#### MATERIAL SHOWN
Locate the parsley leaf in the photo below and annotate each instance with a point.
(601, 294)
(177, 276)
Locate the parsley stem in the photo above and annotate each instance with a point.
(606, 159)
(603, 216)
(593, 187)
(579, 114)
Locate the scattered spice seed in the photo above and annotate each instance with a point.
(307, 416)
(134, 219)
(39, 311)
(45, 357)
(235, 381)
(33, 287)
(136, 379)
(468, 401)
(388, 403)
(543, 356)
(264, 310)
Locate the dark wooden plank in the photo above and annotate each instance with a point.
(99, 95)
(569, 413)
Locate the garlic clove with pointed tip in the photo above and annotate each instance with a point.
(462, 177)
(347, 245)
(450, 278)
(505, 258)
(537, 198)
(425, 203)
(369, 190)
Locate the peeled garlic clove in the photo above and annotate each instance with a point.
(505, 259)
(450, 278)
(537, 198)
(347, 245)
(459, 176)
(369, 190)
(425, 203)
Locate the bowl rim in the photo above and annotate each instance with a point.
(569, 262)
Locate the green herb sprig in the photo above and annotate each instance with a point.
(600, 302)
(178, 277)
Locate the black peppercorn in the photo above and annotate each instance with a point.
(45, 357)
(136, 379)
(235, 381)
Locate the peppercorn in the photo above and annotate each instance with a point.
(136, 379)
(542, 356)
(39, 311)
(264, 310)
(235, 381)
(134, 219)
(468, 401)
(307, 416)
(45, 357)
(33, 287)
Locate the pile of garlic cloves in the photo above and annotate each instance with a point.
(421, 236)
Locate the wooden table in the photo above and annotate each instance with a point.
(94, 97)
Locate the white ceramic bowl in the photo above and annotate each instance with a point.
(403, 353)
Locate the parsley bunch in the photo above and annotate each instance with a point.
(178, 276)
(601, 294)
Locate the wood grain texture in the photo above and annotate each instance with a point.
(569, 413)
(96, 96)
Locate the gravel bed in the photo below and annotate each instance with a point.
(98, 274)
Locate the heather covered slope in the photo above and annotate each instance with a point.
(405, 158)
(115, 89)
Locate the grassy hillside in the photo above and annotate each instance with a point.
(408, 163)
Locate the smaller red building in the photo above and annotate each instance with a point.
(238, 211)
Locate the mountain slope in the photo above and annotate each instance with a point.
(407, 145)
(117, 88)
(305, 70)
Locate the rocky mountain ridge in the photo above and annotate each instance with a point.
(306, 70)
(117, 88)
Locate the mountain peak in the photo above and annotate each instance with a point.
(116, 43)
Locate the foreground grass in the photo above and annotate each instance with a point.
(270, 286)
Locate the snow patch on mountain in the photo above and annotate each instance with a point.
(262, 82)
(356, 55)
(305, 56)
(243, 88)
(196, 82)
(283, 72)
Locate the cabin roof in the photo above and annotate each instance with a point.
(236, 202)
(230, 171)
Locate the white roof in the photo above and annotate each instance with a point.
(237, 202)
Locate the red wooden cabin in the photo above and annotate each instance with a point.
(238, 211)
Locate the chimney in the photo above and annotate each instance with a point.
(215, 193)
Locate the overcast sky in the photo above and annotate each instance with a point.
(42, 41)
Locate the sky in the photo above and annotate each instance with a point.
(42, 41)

#### EXERCISE
Quote all of the data above word for word, from the first line to the last.

#### EXERCISE RESPONSE
Locate the parsley leaf in the photo below and annotate each instance with a point.
(601, 294)
(177, 276)
Locate the parsley stem in the photo above and annotate each instance with a point.
(606, 159)
(603, 216)
(593, 187)
(579, 114)
Locate the scattered spice seed in the photo above and annotate each instance with a point.
(307, 416)
(134, 219)
(39, 311)
(45, 357)
(235, 381)
(33, 287)
(136, 379)
(468, 401)
(388, 403)
(543, 356)
(264, 310)
Locate the dark wooden plank in the photo above and annotate each instance with a point.
(99, 95)
(569, 413)
Locate the garlic clove with pointed tip in the photo above and annotate each instance with a point.
(462, 177)
(347, 245)
(450, 278)
(505, 258)
(537, 198)
(425, 203)
(369, 190)
Locate the peeled garlic clove in the photo above and annotate each instance with a point.
(505, 259)
(450, 278)
(537, 198)
(347, 245)
(459, 176)
(369, 190)
(425, 203)
Locate the bowl rim in the photo above and annotate each instance with a point.
(569, 262)
Locate the green herb sprig in the photo above and annotate each instance with a point.
(600, 302)
(178, 277)
Locate the black peppercorn in the photo above and annotate each instance with a point.
(45, 357)
(136, 379)
(235, 381)
Locate the peppercorn in the photo above and annotate each instance with a point.
(136, 379)
(542, 356)
(39, 311)
(264, 310)
(235, 381)
(134, 219)
(468, 401)
(307, 416)
(45, 357)
(33, 287)
Locate the pile of garlic cloves in the photo above and annotate each instance with a point.
(421, 236)
Locate the wooden table in the photo above and annotate each instance with a point.
(94, 97)
Locate the white ceramic bowl in the photo above and annotate each instance with a point.
(403, 353)
Locate the parsley bunch in the photo above and annotate each instance with a point.
(178, 276)
(601, 294)
Locate the wood grain texture in the photo above and annotate each instance with a point.
(569, 413)
(96, 96)
Locate the gravel bed in the photo below and annotate each instance with a point.
(98, 274)
Locate the heather covered slope in the photo above and annotate each instance with a point.
(405, 158)
(115, 89)
Locate the grassy hillside in the photo above and annotate each instance with a point.
(408, 163)
Locate the smaller red building in the photo above and annotate each instance with a point.
(238, 211)
Locate the mountain slope in the photo above and annotate each instance with a point.
(407, 145)
(117, 88)
(305, 70)
Locate the rocky mountain ridge in the photo above and annotate each instance with a point.
(306, 70)
(117, 88)
Locate the mountain peak in the photo above and annotate each instance with a point.
(116, 43)
Locate the foreground grass in the photo above and annotate each instance with a point.
(270, 286)
Locate the snow patch on mountain in the photo above and annotate each instance with a point.
(262, 82)
(356, 55)
(305, 56)
(243, 88)
(196, 82)
(283, 72)
Locate the cabin roof in the photo above and annotate each instance with a point.
(236, 202)
(230, 171)
Locate the white roof in the photo above and annotate each instance with a point.
(237, 202)
Locate the red wooden cabin in the photo above and annotate each instance with a point.
(238, 211)
Locate the chimney in the photo above and annotate each instance with a point.
(215, 193)
Locate the overcast sky in the photo above and annotate each instance with a point.
(42, 41)
Locate the sky in the photo above and annotate each instance with a point.
(42, 41)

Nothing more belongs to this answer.